Заходя в наши школы, я часто наталкивался на толпу родителей, томившихся у порога в ожидании своих детей. Да и сам в школу ходил нечасто. В основном для решения финансовых проблем. Исключение — собрание, на котором долго и нудно психолог рассказывал об особенностях переходного возраста детей-подростков. Видимо, его пригласили для профилактики. К этому времени дети наши «люто ненавидели» школу, отбывали в ней, как они признавались, детскую повинность. А рядом с этим шла скрытая от взрослых подвальная жизнь, с курением, выпивкой, негласной дедовщиной.
...На четвёртый день после начала учебного года ко мне приехал молодой человек, учитель средней, достаточно большой сельской школы. Он был растерян. 1 сентября из 19 детей-первоклассников в школу пришел один человек. Остальных учителя собирали по домам. Родители пьяные, кто-то вообще забыл о ребёнке. Мы договорились с ним о сотрудничестве. Прошло три года.

########################################

__ЧТО СДЕЛАТЬ__
Перепишите приведенный выше текст о школе и родителях полностью, не меняя в нем ни слова и ни одного знака.

########################################

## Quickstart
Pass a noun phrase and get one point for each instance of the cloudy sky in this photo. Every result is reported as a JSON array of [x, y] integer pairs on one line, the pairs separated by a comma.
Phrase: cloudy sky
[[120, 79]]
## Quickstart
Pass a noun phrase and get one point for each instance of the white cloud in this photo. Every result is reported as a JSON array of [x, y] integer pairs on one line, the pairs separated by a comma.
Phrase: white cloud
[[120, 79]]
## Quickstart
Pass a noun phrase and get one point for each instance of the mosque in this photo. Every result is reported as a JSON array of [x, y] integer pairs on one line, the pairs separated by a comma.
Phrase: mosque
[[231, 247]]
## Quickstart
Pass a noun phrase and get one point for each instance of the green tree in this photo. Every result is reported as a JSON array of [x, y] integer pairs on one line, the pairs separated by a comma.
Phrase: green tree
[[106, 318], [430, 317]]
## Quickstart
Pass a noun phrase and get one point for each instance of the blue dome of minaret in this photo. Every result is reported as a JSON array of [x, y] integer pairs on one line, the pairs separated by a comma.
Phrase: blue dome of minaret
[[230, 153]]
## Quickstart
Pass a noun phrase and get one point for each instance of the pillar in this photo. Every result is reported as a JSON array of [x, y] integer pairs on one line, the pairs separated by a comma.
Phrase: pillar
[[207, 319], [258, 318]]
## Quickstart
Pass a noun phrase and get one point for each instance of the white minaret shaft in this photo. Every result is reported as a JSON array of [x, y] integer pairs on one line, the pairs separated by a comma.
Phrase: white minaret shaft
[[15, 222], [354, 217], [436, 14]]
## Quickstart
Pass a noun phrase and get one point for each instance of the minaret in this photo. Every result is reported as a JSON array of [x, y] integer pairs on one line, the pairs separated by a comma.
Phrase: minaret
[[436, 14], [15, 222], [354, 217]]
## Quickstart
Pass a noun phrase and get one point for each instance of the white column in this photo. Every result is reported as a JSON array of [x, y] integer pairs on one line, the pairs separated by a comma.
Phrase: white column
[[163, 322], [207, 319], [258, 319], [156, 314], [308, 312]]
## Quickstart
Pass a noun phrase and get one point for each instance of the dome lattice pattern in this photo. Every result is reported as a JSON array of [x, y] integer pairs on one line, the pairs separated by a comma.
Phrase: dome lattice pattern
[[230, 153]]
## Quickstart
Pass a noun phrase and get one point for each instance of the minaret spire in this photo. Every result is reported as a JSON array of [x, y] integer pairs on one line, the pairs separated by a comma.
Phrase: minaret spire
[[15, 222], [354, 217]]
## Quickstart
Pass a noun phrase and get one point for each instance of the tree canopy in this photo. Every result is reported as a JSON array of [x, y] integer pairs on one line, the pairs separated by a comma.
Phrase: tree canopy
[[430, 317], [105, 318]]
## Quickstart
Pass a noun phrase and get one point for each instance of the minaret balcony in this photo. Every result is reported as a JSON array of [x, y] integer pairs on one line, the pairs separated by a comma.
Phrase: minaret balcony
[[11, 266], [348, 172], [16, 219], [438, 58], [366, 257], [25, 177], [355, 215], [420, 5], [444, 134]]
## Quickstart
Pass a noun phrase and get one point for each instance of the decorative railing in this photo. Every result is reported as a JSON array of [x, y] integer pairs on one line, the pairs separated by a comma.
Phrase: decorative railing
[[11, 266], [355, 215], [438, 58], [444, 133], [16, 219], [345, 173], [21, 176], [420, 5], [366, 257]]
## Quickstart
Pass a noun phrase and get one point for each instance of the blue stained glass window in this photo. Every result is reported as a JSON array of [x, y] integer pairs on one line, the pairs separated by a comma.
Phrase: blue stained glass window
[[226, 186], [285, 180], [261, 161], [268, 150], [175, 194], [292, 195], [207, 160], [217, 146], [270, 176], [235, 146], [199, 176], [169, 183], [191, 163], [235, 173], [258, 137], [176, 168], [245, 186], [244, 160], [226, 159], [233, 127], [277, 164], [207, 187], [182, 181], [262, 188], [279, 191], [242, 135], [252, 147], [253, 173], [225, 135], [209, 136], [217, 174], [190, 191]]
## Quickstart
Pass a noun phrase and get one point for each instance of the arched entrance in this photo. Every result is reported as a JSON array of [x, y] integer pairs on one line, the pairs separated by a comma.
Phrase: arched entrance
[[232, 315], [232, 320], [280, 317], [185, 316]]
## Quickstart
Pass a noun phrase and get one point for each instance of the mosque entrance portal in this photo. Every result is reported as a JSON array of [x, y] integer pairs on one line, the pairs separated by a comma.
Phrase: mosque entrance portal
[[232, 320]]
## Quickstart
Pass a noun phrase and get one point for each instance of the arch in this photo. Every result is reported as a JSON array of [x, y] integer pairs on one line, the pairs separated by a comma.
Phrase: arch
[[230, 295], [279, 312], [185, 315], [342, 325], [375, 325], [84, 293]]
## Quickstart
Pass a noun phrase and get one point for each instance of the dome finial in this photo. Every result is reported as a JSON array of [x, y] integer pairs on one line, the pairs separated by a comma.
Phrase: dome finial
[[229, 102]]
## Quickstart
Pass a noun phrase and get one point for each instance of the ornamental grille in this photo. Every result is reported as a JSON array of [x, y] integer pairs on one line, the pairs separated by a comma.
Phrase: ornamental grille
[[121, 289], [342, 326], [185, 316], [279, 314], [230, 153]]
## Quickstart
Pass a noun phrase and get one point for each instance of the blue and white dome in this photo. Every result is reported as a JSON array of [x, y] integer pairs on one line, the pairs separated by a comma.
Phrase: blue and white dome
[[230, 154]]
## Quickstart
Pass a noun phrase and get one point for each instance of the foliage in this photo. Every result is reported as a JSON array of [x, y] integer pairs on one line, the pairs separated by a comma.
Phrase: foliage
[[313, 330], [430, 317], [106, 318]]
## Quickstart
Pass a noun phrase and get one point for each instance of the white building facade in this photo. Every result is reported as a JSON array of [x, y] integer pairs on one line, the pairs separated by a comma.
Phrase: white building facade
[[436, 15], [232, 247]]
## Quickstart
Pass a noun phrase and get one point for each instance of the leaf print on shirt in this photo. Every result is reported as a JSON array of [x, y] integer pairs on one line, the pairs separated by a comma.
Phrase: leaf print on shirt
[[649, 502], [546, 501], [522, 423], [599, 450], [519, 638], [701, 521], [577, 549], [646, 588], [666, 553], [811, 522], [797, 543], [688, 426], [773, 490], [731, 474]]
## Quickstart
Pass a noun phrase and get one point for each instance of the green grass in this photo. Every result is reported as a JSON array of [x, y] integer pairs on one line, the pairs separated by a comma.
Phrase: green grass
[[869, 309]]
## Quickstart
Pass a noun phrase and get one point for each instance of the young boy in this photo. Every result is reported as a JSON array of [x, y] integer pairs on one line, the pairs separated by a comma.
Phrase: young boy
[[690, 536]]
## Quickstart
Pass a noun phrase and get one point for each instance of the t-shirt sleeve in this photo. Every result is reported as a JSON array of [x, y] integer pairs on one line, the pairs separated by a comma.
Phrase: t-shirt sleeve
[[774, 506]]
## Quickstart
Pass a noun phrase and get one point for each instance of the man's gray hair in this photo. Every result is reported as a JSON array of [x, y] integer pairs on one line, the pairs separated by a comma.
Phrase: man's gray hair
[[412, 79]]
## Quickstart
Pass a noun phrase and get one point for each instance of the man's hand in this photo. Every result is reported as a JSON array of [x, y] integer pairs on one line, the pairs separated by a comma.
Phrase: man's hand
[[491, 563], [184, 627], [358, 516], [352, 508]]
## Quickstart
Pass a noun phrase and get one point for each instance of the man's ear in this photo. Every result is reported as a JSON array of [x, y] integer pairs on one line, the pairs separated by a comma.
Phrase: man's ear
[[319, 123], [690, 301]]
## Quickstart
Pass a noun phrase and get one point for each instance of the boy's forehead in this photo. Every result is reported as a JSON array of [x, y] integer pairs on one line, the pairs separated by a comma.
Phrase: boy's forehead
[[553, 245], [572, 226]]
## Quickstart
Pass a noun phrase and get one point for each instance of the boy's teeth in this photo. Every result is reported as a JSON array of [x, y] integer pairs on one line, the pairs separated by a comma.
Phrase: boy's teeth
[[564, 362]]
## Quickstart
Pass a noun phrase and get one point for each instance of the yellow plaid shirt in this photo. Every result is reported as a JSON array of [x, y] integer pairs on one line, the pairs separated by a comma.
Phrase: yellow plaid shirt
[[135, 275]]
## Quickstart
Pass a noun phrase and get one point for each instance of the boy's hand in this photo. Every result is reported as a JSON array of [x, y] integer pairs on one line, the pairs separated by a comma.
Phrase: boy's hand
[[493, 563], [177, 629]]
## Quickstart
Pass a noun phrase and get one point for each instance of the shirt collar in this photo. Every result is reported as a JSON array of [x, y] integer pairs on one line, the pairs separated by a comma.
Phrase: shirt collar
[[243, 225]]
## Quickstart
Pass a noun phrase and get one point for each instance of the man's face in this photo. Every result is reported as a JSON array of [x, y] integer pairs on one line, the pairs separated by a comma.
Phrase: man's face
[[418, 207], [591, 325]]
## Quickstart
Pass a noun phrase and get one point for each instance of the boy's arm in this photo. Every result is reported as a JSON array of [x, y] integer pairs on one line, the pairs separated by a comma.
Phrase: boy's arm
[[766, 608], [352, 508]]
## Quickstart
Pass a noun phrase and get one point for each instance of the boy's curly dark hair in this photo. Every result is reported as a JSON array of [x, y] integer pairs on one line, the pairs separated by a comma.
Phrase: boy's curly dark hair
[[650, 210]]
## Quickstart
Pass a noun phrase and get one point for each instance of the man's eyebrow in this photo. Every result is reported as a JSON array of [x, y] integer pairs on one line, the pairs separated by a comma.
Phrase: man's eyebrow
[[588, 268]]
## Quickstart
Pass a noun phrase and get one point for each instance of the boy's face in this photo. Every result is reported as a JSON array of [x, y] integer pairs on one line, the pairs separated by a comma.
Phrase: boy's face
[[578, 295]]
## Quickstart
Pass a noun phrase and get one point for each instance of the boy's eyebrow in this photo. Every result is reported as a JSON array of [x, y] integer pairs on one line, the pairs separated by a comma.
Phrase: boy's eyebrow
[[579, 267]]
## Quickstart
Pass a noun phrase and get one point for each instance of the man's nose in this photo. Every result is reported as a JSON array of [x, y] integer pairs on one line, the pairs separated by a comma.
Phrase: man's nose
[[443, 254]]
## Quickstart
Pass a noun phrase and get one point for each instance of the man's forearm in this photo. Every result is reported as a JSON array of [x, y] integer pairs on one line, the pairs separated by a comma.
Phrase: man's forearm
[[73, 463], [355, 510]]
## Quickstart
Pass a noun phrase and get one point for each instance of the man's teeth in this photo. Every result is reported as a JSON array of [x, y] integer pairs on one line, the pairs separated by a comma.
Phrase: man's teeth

########################################

__МЕСТО ДЛЯ ОТВЕТА__
Заходя в наши школы, я часто наталкивался на толпу родителей, томившихся у порога в ожидании своих детей. Да и сам в школу ходил нечасто. В основном для решения финансовых проблем. Исключение — собрание, на котором долго и нудно психолог рассказывал об особенностях переходного возраста детей-подростков. Видимо, его пригласили для профилактики. К этому времени дети наши «люто ненавидели» школу, отбывали в ней, как они признавались, детскую повинность. А рядом с этим шла скрытая от взрослых подвальная жизнь, с курением, выпивкой, негласной дедовщиной.
...На четвёртый день после начала учебного года ко мне приехал молодой человек, учитель средней, достаточно большой сельской школы. Он был растерян. 1 сентября из 19 детей-первоклассников в школу пришел один человек. Остальных учителя собирали по домам. Родители пьяные, кто-то вообще забыл о ребёнке. Мы договорились с ним о сотрудничестве. Прошло три года.